原文 ::
======

There was a stage far to the right, flanked by an American flag of the Nationalist Republic of China, which was also red, white and blue but not as pretty.
…
In Chinatown, the comings and goings of hundreds of Chinese on their daily tasks sounded chaotic and frenzied. I did not want to be thought of as mad, as talking gibberish. When I spoke English, people nodded at me, smiled sweetly, said encouraging words. Even the people in my culture would cluck and say that I'd do well in life. “My, doesn't she move her lips fast,” they would say, meaning that I'd be able to keep up with the world outside Chinatown.
My brother was even more fanatical than I about speaking English. He was especially hard on my mother, criticizing her, often cruelly, for her pidgin speech-smatterings of Chinese scattered like chop suey in her conversation. “It's not 'What it is' Mom,” he'd say in exasperation. “It's 'What is it, what is it!' ” Sometimes Mon might leave out an occasional “the” or “a,” or perhaps a verb of being. He would stop her in mid-sentence: “Say it right.” When he tripped over his own tongue, he'd blame it on her: “See, Mon, it's all your fault. You set a bad example.”
…
I thought of myself as multicultural. I preferred tacos to egg rolls; I enjoyed Cinco de Mayo more than Chinese New Year.

======

所示材料 ::
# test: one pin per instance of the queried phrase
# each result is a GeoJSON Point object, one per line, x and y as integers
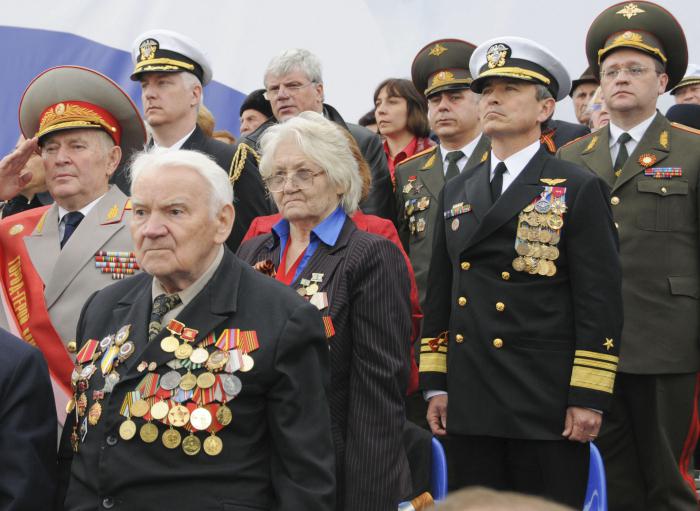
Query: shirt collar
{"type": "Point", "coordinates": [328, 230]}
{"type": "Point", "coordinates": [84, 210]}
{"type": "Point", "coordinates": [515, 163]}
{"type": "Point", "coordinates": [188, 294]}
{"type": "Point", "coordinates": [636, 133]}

======

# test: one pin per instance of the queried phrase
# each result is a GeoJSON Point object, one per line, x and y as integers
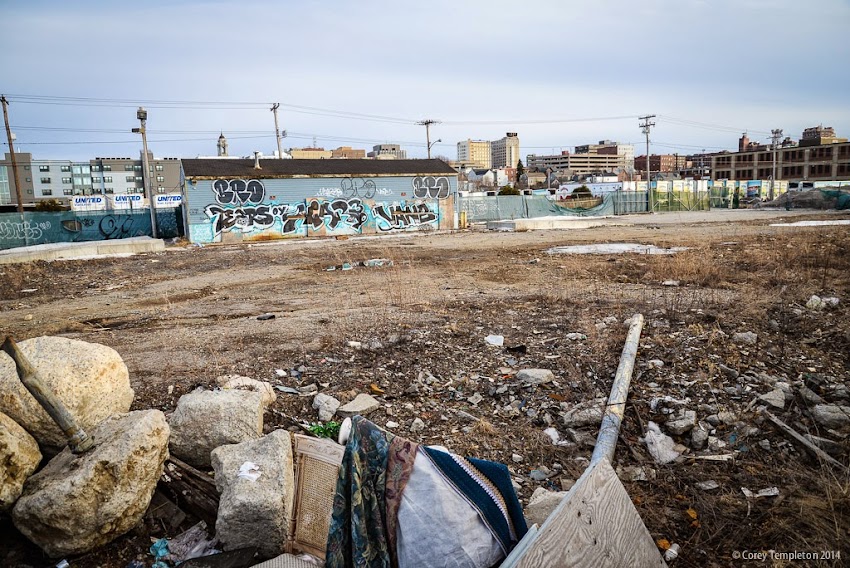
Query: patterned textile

======

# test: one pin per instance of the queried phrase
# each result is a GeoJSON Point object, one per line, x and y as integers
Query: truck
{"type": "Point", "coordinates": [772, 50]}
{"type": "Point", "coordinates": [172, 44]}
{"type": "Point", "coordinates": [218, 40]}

======

简短任务 :: 把上面的原文从头到尾逐字照录一遍。

任务答案 ::
There was a stage far to the right, flanked by an American flag of the Nationalist Republic of China, which was also red, white and blue but not as pretty.
…
In Chinatown, the comings and goings of hundreds of Chinese on their daily tasks sounded chaotic and frenzied. I did not want to be thought of as mad, as talking gibberish. When I spoke English, people nodded at me, smiled sweetly, said encouraging words. Even the people in my culture would cluck and say that I'd do well in life. “My, doesn't she move her lips fast,” they would say, meaning that I'd be able to keep up with the world outside Chinatown.
My brother was even more fanatical than I about speaking English. He was especially hard on my mother, criticizing her, often cruelly, for her pidgin speech-smatterings of Chinese scattered like chop suey in her conversation. “It's not 'What it is' Mom,” he'd say in exasperation. “It's 'What is it, what is it!' ” Sometimes Mon might leave out an occasional “the” or “a,” or perhaps a verb of being. He would stop her in mid-sentence: “Say it right.” When he tripped over his own tongue, he'd blame it on her: “See, Mon, it's all your fault. You set a bad example.”
…
I thought of myself as multicultural. I preferred tacos to egg rolls; I enjoyed Cinco de Mayo more than Chinese New Year.